=== Provided passage ===
Obviously a huge part of a drapery manufacturer’s role in the industry space has to do with installation of the product that is produced. If installation does not go smoothly then it doesn’t really matter how well the drapery is made or how beautiful the design is, people get frustrated. This being said we often have customers ask us to clarify what is involved in setting up a hospitality installation. While in no way is the below an exhaustive explanation, we’ve typed up a six crucial points that should help you along the way (alright to be honest we squeezed a few more thoughts in there, but six just sounds reasonable).
- 99% of the time the installation schedule is created by the General Contractor or Property Project Manager.
- When installers leave the room after drapery installation, the room will be in ‘broom clean condition’, meaning all packaging will be removed and dust will be swept up. This means that vacuuming, the wiping down of case goods, and furniture layout is not something done by an installation team.
- That is why as a portion of FF&E, drapery installation will fit into a window of time immediately prior to the cleaning and punching of guestrooms and public areas.
- It is highly recommended that drapery be installed after the furniture is already in the room, as this limits any damage, staining or wear that may occur with other trades coming in and out of the room.
- Typically it’s estimated that an installation team can complete 25-30 windows per day, between 9 am & 5 pm (this does not include take down of existing product).
- The need for extra installers, or multiple days per trip to accommodate more than 30 rooms, are specifics that are best discussed with the drapery project manager.
- The most helpful thing that you can do as a customer is to send the drapery project manager the construction/installation schedule as far out in advance as possible!
- It’s understood that these things change and rarely does anything stay on schedule. Nevertheless a construction schedule offers some semblance of the pace of the project and allows installers to know a range of when a project will be scheduled.
- Regardless of whether an installer is contract or works for the drapery manufacturer directly, they all keep schedules. Therefore it’s a good rule of thumb to try to make any alternations to the schedule 2 weeks prior to the installation date. Anything inside of the 2 week range becomes harder to adjust and we may ask for some flexibility on the property’s part.
=== Information supplied ===
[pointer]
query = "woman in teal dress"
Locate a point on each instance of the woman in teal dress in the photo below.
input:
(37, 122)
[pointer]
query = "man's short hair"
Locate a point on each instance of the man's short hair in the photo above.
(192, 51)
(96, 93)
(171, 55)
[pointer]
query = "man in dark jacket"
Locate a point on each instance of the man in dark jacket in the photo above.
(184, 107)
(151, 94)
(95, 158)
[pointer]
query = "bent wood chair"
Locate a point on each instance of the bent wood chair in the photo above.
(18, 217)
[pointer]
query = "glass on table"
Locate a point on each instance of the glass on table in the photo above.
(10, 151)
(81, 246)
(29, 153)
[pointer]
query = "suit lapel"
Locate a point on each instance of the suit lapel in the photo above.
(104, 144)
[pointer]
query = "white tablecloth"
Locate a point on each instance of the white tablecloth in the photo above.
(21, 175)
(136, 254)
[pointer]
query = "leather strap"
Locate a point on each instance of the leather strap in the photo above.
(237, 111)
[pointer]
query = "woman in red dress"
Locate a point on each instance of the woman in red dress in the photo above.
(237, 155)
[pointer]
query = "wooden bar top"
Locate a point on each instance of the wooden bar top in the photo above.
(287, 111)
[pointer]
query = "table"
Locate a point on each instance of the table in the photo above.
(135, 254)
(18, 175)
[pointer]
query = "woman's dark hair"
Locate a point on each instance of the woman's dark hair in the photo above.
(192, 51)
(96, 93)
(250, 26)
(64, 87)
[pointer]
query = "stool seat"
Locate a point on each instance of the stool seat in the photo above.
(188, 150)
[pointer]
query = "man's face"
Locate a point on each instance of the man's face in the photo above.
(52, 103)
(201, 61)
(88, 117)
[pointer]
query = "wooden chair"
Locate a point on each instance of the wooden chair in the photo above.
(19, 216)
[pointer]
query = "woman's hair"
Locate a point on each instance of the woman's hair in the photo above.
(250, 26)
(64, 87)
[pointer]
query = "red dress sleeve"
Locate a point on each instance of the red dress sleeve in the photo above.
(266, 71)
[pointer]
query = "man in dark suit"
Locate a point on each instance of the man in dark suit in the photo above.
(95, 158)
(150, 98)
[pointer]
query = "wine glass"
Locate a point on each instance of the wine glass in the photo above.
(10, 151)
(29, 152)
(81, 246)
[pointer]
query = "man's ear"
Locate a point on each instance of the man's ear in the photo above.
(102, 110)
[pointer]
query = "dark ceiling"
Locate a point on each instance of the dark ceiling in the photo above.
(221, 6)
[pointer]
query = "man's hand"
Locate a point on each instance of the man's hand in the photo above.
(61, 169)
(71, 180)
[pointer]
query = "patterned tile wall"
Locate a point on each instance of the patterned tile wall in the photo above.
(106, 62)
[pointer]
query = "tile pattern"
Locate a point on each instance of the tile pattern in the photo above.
===
Tasks to perform:
(1) According to the drapery installation passage, how many windows can an installation team typically complete per day?
(2) In the drapery installation passage, what does the text between "- The need for" and "will be scheduled.", inclusive, read like with "drapery project manager" changed to "installation coordinator"?
Rely on the drapery installation passage alone.

Solutions to the tasks:
(1) 25-30 windows per day, between 9 am and 5 pm.

(2)
- The need for extra installers, or multiple days per trip to accommodate more than 30 rooms, are specifics that are best discussed with the installation coordinator.
- The most helpful thing that you can do as a customer is to send the installation coordinator the construction/installation schedule as far out in advance as possible!
- It’s understood that these things change and rarely does anything stay on schedule. Nevertheless a construction schedule offers some semblance of the pace of the project and allows installers to know a range of when a project will be scheduled.